### Provided entries

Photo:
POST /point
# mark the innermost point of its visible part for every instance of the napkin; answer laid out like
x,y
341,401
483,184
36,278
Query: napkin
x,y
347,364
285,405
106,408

######

_What you will do_
Using the records above, report each line with the string "point".

_Response to this exercise_
POST /point
# mark the innermost point of its visible part for every instance of the napkin; answer laid out like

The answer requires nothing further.